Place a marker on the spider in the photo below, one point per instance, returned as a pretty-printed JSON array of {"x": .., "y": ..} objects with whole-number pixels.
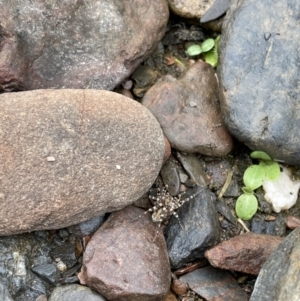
[{"x": 166, "y": 205}]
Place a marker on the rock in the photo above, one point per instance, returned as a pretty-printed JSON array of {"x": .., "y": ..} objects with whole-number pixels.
[
  {"x": 127, "y": 259},
  {"x": 17, "y": 255},
  {"x": 69, "y": 155},
  {"x": 87, "y": 227},
  {"x": 214, "y": 284},
  {"x": 196, "y": 231},
  {"x": 4, "y": 293},
  {"x": 188, "y": 111},
  {"x": 75, "y": 44},
  {"x": 74, "y": 292},
  {"x": 259, "y": 76},
  {"x": 243, "y": 253},
  {"x": 216, "y": 10},
  {"x": 194, "y": 168},
  {"x": 279, "y": 276},
  {"x": 190, "y": 8}
]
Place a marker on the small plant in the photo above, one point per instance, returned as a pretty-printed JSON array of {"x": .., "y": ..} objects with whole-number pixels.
[
  {"x": 254, "y": 176},
  {"x": 209, "y": 49}
]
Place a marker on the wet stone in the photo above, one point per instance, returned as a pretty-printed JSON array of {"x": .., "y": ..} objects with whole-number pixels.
[
  {"x": 170, "y": 176},
  {"x": 75, "y": 44},
  {"x": 108, "y": 151},
  {"x": 194, "y": 168},
  {"x": 74, "y": 292},
  {"x": 196, "y": 230},
  {"x": 130, "y": 264},
  {"x": 259, "y": 81},
  {"x": 188, "y": 111},
  {"x": 214, "y": 284},
  {"x": 244, "y": 253},
  {"x": 279, "y": 276}
]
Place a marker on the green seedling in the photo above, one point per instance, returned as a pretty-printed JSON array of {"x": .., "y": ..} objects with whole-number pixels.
[
  {"x": 254, "y": 176},
  {"x": 209, "y": 50}
]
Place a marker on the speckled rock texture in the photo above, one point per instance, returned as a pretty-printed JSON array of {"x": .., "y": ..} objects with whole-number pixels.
[
  {"x": 188, "y": 111},
  {"x": 76, "y": 44},
  {"x": 127, "y": 258},
  {"x": 69, "y": 155},
  {"x": 259, "y": 76},
  {"x": 190, "y": 8}
]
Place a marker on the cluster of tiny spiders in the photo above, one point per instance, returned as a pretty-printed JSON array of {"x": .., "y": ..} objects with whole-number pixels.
[{"x": 165, "y": 205}]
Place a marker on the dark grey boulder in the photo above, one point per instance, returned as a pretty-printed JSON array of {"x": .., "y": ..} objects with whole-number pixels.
[
  {"x": 70, "y": 155},
  {"x": 259, "y": 76},
  {"x": 76, "y": 44},
  {"x": 279, "y": 277}
]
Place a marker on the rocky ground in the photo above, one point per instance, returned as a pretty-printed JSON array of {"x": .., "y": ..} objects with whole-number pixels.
[{"x": 130, "y": 195}]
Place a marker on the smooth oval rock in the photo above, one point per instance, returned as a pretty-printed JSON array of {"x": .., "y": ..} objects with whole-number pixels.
[
  {"x": 259, "y": 76},
  {"x": 69, "y": 155},
  {"x": 76, "y": 44},
  {"x": 188, "y": 111}
]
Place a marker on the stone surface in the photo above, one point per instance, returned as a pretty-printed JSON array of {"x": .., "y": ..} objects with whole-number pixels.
[
  {"x": 259, "y": 76},
  {"x": 190, "y": 8},
  {"x": 69, "y": 155},
  {"x": 189, "y": 113},
  {"x": 196, "y": 231},
  {"x": 243, "y": 253},
  {"x": 216, "y": 10},
  {"x": 76, "y": 44},
  {"x": 17, "y": 255},
  {"x": 74, "y": 292},
  {"x": 279, "y": 278},
  {"x": 127, "y": 259},
  {"x": 214, "y": 285}
]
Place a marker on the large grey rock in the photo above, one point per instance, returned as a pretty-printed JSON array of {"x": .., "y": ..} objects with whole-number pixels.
[
  {"x": 279, "y": 278},
  {"x": 69, "y": 155},
  {"x": 76, "y": 44},
  {"x": 259, "y": 76}
]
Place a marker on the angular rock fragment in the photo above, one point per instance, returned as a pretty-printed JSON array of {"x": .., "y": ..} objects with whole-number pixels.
[
  {"x": 69, "y": 155},
  {"x": 127, "y": 259},
  {"x": 76, "y": 44},
  {"x": 189, "y": 113},
  {"x": 243, "y": 253}
]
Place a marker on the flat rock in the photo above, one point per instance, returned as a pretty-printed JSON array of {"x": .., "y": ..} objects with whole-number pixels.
[
  {"x": 214, "y": 285},
  {"x": 259, "y": 76},
  {"x": 243, "y": 253},
  {"x": 279, "y": 278},
  {"x": 74, "y": 292},
  {"x": 70, "y": 155},
  {"x": 195, "y": 230},
  {"x": 127, "y": 258},
  {"x": 189, "y": 113},
  {"x": 76, "y": 44},
  {"x": 190, "y": 8}
]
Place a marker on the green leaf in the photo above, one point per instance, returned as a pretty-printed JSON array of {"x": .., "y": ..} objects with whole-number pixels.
[
  {"x": 194, "y": 50},
  {"x": 272, "y": 170},
  {"x": 260, "y": 155},
  {"x": 246, "y": 206},
  {"x": 211, "y": 58},
  {"x": 254, "y": 176},
  {"x": 207, "y": 45}
]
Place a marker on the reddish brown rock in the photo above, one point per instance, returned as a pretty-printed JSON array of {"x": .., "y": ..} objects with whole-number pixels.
[
  {"x": 127, "y": 259},
  {"x": 189, "y": 113},
  {"x": 69, "y": 155},
  {"x": 243, "y": 253},
  {"x": 76, "y": 44}
]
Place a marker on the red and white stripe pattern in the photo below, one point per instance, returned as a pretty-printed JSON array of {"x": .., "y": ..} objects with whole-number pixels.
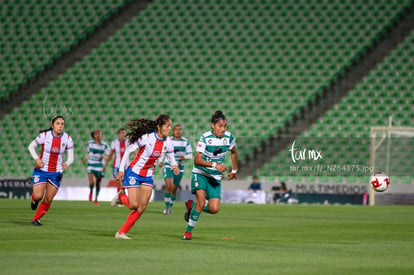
[
  {"x": 150, "y": 149},
  {"x": 53, "y": 149}
]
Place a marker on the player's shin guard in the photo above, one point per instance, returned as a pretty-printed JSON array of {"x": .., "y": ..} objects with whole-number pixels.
[
  {"x": 205, "y": 209},
  {"x": 131, "y": 220},
  {"x": 98, "y": 188},
  {"x": 124, "y": 199},
  {"x": 194, "y": 216},
  {"x": 42, "y": 210}
]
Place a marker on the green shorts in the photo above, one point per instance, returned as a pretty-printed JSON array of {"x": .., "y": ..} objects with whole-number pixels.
[
  {"x": 169, "y": 174},
  {"x": 96, "y": 173},
  {"x": 211, "y": 186}
]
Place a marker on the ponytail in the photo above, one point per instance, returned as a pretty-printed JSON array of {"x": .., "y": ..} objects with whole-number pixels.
[{"x": 139, "y": 127}]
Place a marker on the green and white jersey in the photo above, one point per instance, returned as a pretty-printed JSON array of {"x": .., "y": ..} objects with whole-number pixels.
[
  {"x": 182, "y": 147},
  {"x": 96, "y": 153},
  {"x": 214, "y": 149}
]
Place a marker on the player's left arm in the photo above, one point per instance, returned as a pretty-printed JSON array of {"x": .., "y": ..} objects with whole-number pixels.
[
  {"x": 188, "y": 152},
  {"x": 70, "y": 159},
  {"x": 171, "y": 158},
  {"x": 233, "y": 156}
]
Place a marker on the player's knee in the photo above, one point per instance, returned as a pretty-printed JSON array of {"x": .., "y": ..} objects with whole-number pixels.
[
  {"x": 213, "y": 209},
  {"x": 133, "y": 206},
  {"x": 141, "y": 208}
]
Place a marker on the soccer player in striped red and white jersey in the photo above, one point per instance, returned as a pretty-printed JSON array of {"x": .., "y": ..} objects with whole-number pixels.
[
  {"x": 151, "y": 139},
  {"x": 47, "y": 174}
]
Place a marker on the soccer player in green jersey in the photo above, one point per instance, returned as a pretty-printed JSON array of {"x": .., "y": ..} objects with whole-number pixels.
[
  {"x": 182, "y": 151},
  {"x": 208, "y": 171}
]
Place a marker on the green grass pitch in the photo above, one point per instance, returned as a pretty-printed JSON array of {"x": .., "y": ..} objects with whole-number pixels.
[{"x": 78, "y": 238}]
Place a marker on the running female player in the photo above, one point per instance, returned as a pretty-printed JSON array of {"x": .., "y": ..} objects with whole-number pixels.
[
  {"x": 207, "y": 172},
  {"x": 152, "y": 139},
  {"x": 182, "y": 151},
  {"x": 49, "y": 166},
  {"x": 97, "y": 152}
]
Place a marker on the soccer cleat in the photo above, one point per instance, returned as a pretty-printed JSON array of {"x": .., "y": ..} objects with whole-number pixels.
[
  {"x": 122, "y": 236},
  {"x": 36, "y": 223},
  {"x": 115, "y": 200},
  {"x": 187, "y": 236},
  {"x": 34, "y": 205},
  {"x": 187, "y": 210}
]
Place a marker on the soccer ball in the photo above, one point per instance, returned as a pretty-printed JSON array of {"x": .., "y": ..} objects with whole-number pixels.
[{"x": 379, "y": 182}]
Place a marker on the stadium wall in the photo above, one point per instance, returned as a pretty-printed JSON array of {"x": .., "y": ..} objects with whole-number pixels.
[{"x": 232, "y": 192}]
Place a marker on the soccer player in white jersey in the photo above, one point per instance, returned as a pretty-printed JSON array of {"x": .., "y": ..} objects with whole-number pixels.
[
  {"x": 47, "y": 175},
  {"x": 182, "y": 151},
  {"x": 118, "y": 148},
  {"x": 97, "y": 151},
  {"x": 151, "y": 139},
  {"x": 207, "y": 172}
]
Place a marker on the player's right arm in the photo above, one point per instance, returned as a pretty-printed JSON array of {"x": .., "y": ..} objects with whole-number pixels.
[{"x": 32, "y": 150}]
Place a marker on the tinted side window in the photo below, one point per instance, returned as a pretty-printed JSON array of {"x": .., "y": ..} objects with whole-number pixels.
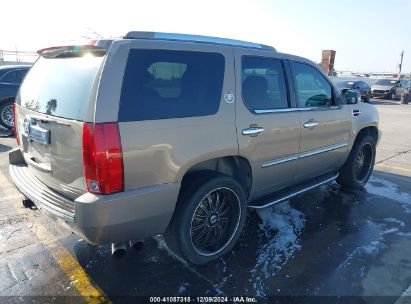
[
  {"x": 312, "y": 89},
  {"x": 161, "y": 84},
  {"x": 263, "y": 83}
]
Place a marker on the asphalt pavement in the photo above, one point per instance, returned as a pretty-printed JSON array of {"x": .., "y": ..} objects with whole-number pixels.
[{"x": 330, "y": 244}]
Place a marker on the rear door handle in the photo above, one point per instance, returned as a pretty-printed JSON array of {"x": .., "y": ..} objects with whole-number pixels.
[
  {"x": 310, "y": 124},
  {"x": 356, "y": 112},
  {"x": 253, "y": 131}
]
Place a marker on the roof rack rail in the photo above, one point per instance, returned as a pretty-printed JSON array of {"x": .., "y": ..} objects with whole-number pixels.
[{"x": 195, "y": 38}]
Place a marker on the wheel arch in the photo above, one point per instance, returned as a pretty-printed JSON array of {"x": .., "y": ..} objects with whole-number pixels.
[
  {"x": 371, "y": 130},
  {"x": 237, "y": 167}
]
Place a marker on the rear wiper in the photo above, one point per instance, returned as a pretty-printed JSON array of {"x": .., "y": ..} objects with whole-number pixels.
[{"x": 48, "y": 120}]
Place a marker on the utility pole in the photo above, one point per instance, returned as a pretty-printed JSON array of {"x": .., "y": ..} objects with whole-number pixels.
[{"x": 400, "y": 65}]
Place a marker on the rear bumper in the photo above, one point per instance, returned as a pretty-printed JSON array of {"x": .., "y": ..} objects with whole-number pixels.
[{"x": 100, "y": 219}]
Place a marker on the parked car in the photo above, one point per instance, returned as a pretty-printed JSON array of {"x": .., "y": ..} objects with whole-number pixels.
[
  {"x": 390, "y": 88},
  {"x": 178, "y": 135},
  {"x": 361, "y": 86},
  {"x": 10, "y": 80}
]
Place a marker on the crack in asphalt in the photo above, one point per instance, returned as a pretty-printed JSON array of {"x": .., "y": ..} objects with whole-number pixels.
[
  {"x": 391, "y": 157},
  {"x": 17, "y": 248},
  {"x": 11, "y": 234}
]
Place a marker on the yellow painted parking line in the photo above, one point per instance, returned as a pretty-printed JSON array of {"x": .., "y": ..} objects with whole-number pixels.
[
  {"x": 67, "y": 262},
  {"x": 393, "y": 168}
]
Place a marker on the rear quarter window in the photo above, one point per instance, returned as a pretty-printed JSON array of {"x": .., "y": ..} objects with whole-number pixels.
[{"x": 162, "y": 84}]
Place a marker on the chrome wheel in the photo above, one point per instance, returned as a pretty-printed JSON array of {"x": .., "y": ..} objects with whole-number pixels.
[
  {"x": 7, "y": 115},
  {"x": 363, "y": 162},
  {"x": 215, "y": 221}
]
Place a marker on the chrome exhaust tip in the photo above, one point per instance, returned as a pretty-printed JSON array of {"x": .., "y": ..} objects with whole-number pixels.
[
  {"x": 118, "y": 250},
  {"x": 137, "y": 245}
]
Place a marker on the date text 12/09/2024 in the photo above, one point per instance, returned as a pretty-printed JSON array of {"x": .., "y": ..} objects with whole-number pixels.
[{"x": 217, "y": 299}]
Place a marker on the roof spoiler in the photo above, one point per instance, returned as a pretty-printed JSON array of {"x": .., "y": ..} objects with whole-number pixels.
[
  {"x": 96, "y": 47},
  {"x": 195, "y": 38}
]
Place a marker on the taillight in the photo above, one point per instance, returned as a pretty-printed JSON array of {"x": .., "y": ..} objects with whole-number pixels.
[
  {"x": 102, "y": 158},
  {"x": 15, "y": 130}
]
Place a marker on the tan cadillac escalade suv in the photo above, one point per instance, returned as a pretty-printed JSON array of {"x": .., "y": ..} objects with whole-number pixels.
[{"x": 178, "y": 135}]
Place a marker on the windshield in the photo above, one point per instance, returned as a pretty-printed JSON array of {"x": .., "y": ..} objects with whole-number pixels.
[
  {"x": 387, "y": 82},
  {"x": 60, "y": 86},
  {"x": 344, "y": 84}
]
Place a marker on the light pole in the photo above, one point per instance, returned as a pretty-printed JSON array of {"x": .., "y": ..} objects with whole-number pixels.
[{"x": 400, "y": 65}]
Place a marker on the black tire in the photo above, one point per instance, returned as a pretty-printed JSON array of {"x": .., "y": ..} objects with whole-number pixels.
[
  {"x": 190, "y": 220},
  {"x": 355, "y": 172},
  {"x": 5, "y": 108}
]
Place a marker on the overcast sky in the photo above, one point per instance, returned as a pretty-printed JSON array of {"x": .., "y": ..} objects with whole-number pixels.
[{"x": 368, "y": 35}]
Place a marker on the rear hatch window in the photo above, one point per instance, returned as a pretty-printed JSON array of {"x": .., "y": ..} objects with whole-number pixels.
[
  {"x": 163, "y": 84},
  {"x": 60, "y": 86}
]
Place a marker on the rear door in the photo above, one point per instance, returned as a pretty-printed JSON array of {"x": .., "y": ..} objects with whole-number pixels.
[
  {"x": 267, "y": 123},
  {"x": 53, "y": 103},
  {"x": 325, "y": 123}
]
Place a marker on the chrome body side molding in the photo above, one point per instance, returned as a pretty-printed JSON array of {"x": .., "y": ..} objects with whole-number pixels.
[
  {"x": 292, "y": 194},
  {"x": 303, "y": 155}
]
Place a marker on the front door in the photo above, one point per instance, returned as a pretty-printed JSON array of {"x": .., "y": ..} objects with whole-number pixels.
[
  {"x": 268, "y": 126},
  {"x": 325, "y": 124}
]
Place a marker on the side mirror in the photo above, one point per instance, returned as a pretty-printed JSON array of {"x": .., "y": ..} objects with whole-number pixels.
[{"x": 350, "y": 96}]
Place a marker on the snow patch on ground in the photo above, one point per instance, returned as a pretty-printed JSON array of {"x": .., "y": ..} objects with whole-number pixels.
[
  {"x": 281, "y": 226},
  {"x": 393, "y": 220},
  {"x": 389, "y": 190}
]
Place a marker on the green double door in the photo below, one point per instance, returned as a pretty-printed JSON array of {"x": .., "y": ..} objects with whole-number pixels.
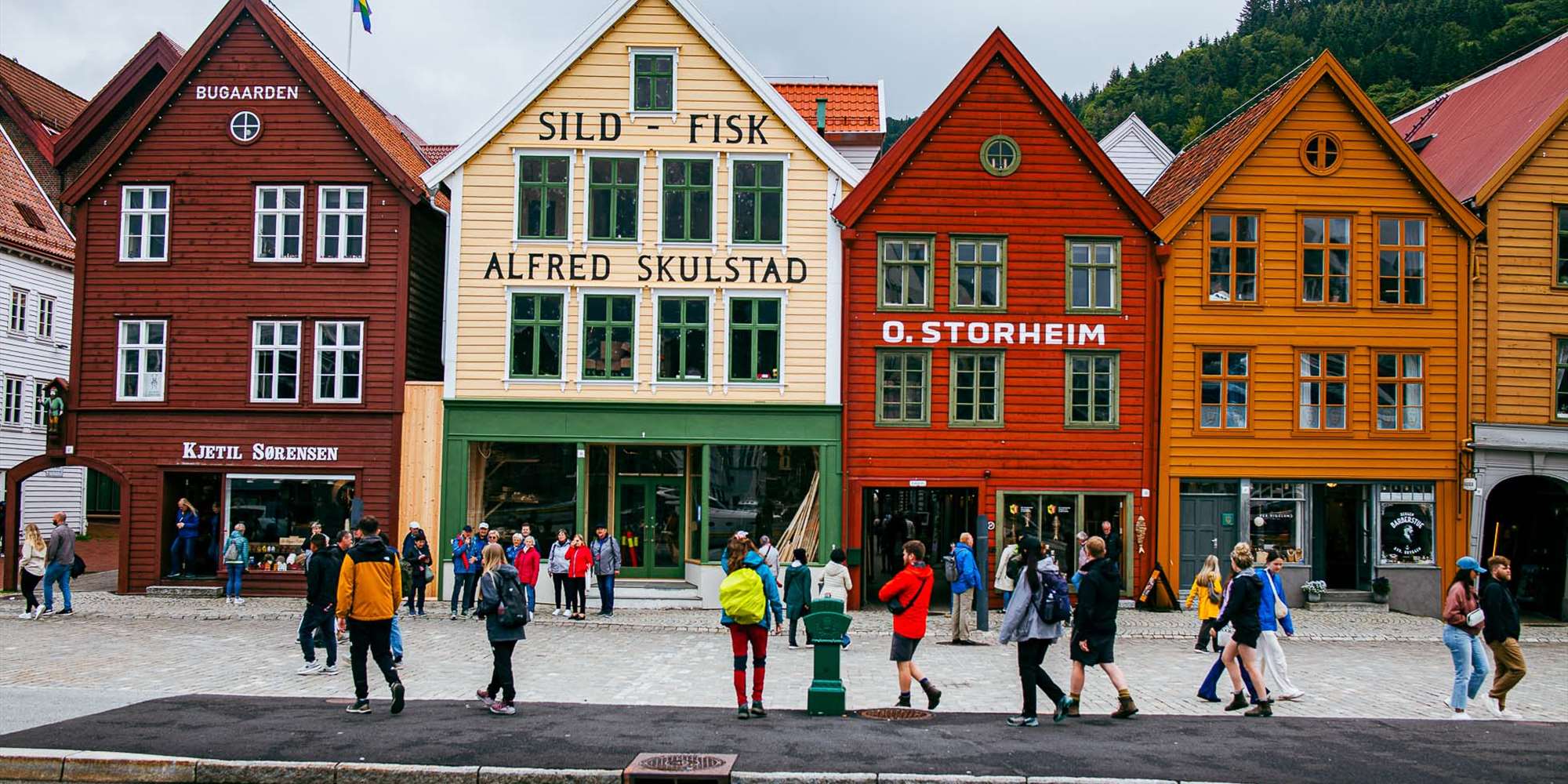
[{"x": 652, "y": 518}]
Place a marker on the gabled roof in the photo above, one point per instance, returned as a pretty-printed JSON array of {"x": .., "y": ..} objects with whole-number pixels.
[
  {"x": 996, "y": 46},
  {"x": 27, "y": 219},
  {"x": 1200, "y": 170},
  {"x": 590, "y": 37},
  {"x": 1484, "y": 129},
  {"x": 852, "y": 109},
  {"x": 158, "y": 57},
  {"x": 372, "y": 131}
]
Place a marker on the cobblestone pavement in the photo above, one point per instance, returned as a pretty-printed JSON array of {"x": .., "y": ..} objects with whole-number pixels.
[{"x": 1368, "y": 666}]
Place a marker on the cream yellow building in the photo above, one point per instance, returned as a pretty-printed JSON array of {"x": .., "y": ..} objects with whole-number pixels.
[{"x": 644, "y": 307}]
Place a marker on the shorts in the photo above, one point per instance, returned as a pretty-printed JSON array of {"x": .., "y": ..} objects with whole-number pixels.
[{"x": 904, "y": 648}]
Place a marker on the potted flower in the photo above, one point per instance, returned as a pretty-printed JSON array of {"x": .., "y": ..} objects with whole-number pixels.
[{"x": 1381, "y": 590}]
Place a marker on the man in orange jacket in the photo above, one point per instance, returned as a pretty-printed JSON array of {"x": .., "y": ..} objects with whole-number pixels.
[{"x": 369, "y": 590}]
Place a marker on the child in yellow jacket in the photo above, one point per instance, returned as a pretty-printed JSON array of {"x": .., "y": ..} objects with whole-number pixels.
[{"x": 1207, "y": 592}]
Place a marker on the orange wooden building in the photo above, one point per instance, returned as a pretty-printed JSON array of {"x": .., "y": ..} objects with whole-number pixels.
[{"x": 1315, "y": 344}]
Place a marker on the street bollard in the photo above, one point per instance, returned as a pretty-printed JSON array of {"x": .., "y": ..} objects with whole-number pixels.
[{"x": 826, "y": 628}]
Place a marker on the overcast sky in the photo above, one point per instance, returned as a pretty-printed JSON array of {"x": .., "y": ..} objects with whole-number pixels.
[{"x": 448, "y": 65}]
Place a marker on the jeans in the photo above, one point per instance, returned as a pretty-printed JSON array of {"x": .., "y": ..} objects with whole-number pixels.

## Stated exercise
Repeat exactly the lines above from the line that contains "Place a marker on the shorts" through the end. Include both of these ends; leave out everything else.

## Full answer
Place a marker on the shorts in the photo above, one point per instance, returned as a pretty-printed JSON array of {"x": .., "y": ..} objects with whole-number pixels.
[{"x": 904, "y": 648}]
Place a marker on the potted flower in the photo above, one point per instance, returned as a pretty-printed JSON array of {"x": .., "y": ..} objects with whole-number pixels.
[{"x": 1381, "y": 590}]
Place a marker on the man in orange jacket in the photo above, one point per instance, returned as a pretty-printed JSON array of {"x": .., "y": ..} objects with whole-number pixels.
[{"x": 369, "y": 590}]
Place a marker on the child in yellow jacket in the photo above, one point per instance, returned as a pretty-printed JSON array of {"x": .., "y": ..} objects with whole-number pixels.
[{"x": 1207, "y": 592}]
Place a marker on the orange wooden building in the photo above, one point per instance, returned as a pretty-printed JSON array of {"x": .., "y": ..} objects with whole-number pixels.
[{"x": 1315, "y": 344}]
Place a marker on the street bollard in the photo above, one point per instance, returned as a pretty-printed JSON array of {"x": .., "y": ..} objects with whole-number pixels.
[{"x": 826, "y": 628}]
Place a marker on the overcast sky in the photo above, one point per instance, returned as a pretty-printed JSON array of {"x": .., "y": ..} objects with whole-number pixels.
[{"x": 448, "y": 65}]
Place a marker on the jeans in the photo above, one point per instance, returned as a pretty-printed JSON array of {"x": .., "y": ..} objects with whole-number pixels.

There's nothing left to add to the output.